GIVEN PROBLEM A = In the commentary on the Supreme Court and independent agencies, which case recognized the right of Congress to establish independent federal agencies whose members the president cannot remove except for cause?
GIVEN PROBLEM B = Reproduce the portion of the commentary that begins at the words "Hubbell: A Look" and ends after "modern administrative state.", swapping "reactionary" for "ultraconservative" wherever it occurs.

GIVEN PASSAGE =
-- BEGIN --

Hubbell: A Look at the Supreme Court's Latest Aid and Comfort to Trump's Crusade to Repeal the 20th Century
By allowing the mob boss president to control independent agencies, the right-wing justices are animating disruption of a system that has supported U.S. economic stability since World War II.
By Robert B. Hubbell Today’s Edition
On Monday, the Supreme Court’s reactionary majority signaled that it would overturn a long-settled precedent that underpins independent federal agencies, which, in turn, serve as the cornerstone of the modern administrative state.
While many conservatives choke on the very notion of “the administrative state,” independent agencies helped propel the U.S. post-war economy to the world’s largest by maintaining orderly, safe, and (relatively) corruption-free markets and industries.
The key to the success of many federal agencies has been their independence from political pressure. See, e.g., The Constitutional Accountability Center, The Virtues and Necessity of Independent Agencies. (“Congress carefully structured these agencies to ensure that they would have the expertise, stability, and insulation from day-to-day politics necessary to perform their important functions on behalf of everyday Americans.”)
Examples of independent agencies and commissions include the Social Security Administration, the Securities and Exchange Commission, the US Postal Service, the Small Business Administration, the Federal Trade Commission, the Commodity Futures Trading Commission, and the Federal Reserve.
Over the span of 90 years, 37 justices of the Supreme Court respected the rule established in Humphrey’s Executor v. U.S., a case that recognized the right of Congress to establish independent federal agencies whose members cannot be removed by the president except for cause.
But the six justices of the Roberts’ reactionary majority believe that their views on presidential power are correct and that the views of 37 justices over 90 years are wrong. The only explanation is that the Roberts majority is applying a partisan political lens to overturn long-settled precedent to benefit Donald Trump.
Substituting partisan aims for honest judging is corruption, plain and simple.

-- END --

[Rows from a box labeling dataset]
-- BEGIN --

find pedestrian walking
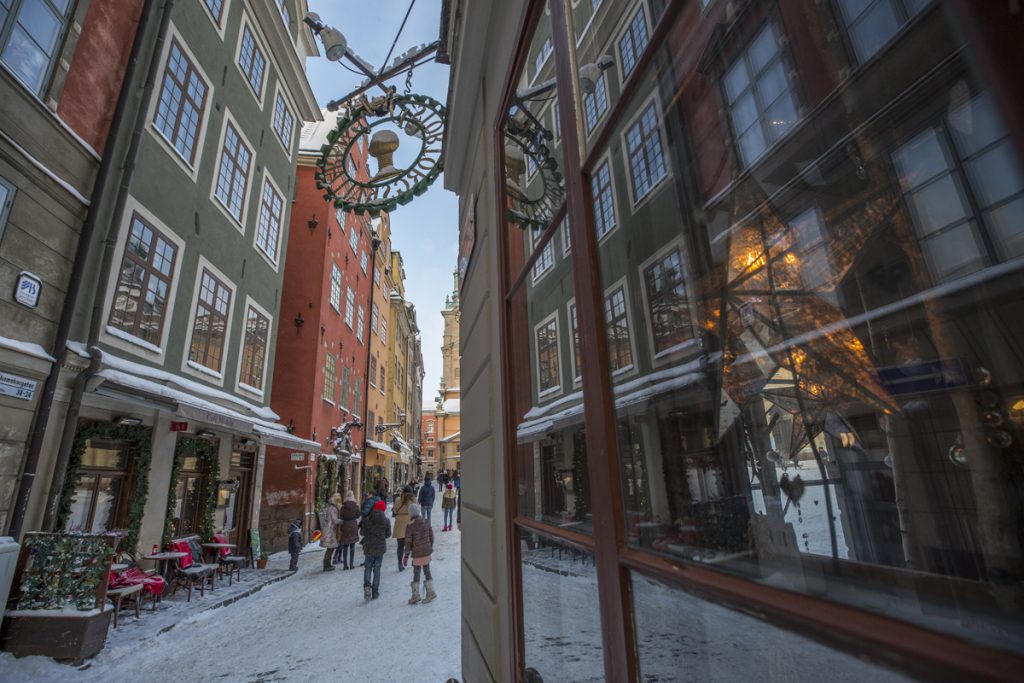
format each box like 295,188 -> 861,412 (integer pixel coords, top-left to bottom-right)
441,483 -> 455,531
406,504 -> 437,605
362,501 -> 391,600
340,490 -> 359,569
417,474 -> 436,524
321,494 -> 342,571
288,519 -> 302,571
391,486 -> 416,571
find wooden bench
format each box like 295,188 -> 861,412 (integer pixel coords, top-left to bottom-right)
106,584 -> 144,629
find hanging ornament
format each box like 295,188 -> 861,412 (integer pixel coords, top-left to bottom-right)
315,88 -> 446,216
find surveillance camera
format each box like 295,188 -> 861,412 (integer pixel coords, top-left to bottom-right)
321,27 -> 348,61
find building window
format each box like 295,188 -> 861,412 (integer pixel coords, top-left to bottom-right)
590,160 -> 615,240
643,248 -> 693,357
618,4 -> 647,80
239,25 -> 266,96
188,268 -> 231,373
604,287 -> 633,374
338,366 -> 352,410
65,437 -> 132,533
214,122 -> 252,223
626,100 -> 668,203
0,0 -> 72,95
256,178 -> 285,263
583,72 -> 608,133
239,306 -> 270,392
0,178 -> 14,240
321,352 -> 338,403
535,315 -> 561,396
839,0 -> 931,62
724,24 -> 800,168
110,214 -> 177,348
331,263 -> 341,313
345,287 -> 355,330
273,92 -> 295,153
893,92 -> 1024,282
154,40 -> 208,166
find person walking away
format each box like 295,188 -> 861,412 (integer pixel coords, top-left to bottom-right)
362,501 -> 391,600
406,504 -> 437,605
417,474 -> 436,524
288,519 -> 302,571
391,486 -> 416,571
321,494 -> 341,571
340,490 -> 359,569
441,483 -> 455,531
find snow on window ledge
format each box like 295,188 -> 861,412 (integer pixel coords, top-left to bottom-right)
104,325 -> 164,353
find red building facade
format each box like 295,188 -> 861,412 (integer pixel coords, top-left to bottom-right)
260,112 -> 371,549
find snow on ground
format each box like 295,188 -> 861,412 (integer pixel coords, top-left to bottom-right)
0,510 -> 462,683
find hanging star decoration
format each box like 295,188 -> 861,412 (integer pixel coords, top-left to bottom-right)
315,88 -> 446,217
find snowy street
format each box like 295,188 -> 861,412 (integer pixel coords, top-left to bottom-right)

-- END --
-- BEGIN --

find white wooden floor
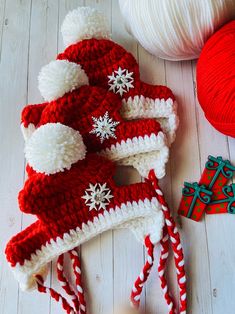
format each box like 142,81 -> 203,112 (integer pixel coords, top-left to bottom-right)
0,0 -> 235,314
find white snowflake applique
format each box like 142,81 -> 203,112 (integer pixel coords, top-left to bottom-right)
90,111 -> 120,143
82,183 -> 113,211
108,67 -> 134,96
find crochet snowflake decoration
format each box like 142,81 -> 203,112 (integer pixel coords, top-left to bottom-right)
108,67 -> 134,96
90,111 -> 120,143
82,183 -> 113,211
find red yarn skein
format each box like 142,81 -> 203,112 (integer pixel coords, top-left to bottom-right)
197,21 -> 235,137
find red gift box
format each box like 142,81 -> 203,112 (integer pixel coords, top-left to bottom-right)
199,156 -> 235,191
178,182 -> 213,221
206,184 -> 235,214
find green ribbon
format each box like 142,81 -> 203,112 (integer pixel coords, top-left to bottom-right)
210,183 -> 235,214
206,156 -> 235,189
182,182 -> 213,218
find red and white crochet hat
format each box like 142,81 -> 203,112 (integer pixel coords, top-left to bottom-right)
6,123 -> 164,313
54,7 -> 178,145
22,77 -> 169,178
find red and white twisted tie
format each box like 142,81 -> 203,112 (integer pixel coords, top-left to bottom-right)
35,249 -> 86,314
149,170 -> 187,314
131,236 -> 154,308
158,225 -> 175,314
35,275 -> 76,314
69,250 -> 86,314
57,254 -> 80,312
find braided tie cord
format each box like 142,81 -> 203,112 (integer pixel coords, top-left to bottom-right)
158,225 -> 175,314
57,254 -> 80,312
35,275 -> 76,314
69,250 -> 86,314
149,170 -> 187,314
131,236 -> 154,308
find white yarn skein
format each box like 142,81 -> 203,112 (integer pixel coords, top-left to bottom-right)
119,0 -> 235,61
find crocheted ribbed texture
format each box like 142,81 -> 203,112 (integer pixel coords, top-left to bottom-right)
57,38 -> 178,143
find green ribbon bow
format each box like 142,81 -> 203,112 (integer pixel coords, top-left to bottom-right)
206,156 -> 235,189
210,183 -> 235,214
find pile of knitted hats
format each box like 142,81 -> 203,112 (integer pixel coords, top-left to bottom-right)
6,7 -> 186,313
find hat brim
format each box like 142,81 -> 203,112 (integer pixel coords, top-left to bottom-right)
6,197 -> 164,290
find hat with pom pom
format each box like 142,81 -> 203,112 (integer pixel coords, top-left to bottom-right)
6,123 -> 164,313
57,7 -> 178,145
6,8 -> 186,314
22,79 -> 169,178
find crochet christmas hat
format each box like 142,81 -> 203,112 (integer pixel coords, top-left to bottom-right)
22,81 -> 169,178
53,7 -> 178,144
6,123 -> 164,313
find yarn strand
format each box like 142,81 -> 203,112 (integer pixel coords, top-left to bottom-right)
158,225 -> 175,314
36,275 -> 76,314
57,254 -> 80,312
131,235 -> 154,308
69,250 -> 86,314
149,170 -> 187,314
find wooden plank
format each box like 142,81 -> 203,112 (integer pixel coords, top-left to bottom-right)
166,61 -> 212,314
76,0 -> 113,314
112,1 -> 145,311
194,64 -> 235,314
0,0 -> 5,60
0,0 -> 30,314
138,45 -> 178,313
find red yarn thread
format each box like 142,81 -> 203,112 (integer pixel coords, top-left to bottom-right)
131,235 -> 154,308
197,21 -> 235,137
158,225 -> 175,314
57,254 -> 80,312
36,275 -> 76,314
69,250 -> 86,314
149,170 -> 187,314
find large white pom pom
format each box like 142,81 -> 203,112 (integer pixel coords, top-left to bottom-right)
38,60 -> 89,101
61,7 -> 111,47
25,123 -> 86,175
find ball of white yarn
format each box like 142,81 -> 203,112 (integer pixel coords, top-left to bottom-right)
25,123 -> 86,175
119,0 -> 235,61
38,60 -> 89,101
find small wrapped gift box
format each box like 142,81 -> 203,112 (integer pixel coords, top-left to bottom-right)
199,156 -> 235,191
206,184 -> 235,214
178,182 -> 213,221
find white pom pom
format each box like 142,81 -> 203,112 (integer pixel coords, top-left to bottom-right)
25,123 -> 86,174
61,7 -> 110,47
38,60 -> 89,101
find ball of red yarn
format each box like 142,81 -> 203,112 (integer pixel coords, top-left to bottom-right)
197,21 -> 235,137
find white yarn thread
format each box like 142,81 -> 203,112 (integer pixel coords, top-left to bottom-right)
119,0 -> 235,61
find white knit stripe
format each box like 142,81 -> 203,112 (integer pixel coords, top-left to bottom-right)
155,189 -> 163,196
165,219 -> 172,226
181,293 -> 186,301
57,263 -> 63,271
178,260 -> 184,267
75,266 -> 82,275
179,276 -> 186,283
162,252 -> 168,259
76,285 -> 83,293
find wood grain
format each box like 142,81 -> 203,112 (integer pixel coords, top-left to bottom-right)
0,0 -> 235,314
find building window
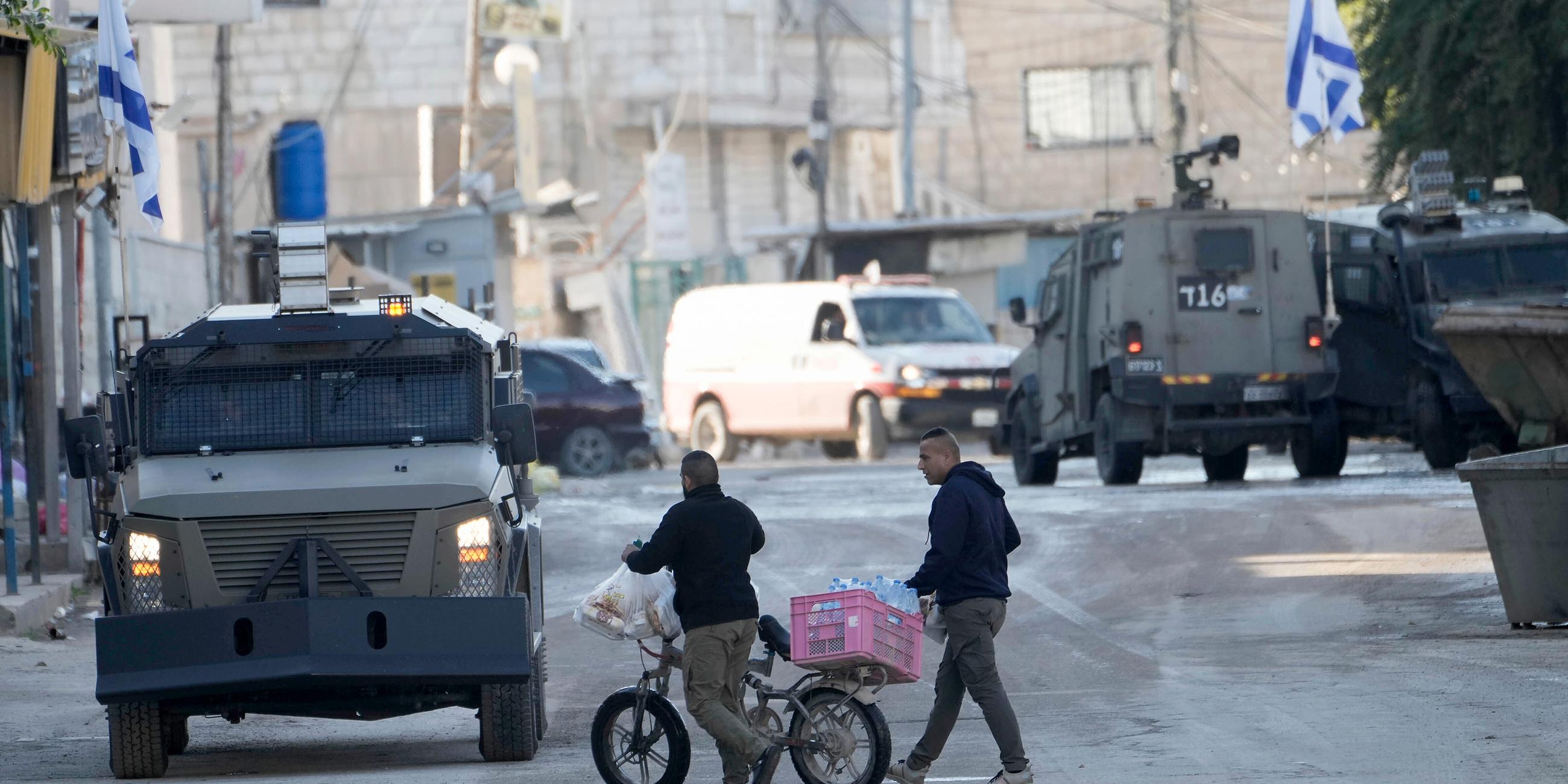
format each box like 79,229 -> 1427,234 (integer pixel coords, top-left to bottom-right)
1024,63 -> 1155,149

-- END --

ANSWER A = Humphrey’s Executor v. U.S.

ANSWER B =
Hubbell: A Look at the Supreme Court's Latest Aid and Comfort to Trump's Crusade to Repeal the 20th Century
By allowing the mob boss president to control independent agencies, the right-wing justices are animating disruption of a system that has supported U.S. economic stability since World War II.
By Robert B. Hubbell Today’s Edition
On Monday, the Supreme Court’s ultraconservative majority signaled that it would overturn a long-settled precedent that underpins independent federal agencies, which, in turn, serve as the cornerstone of the modern administrative state.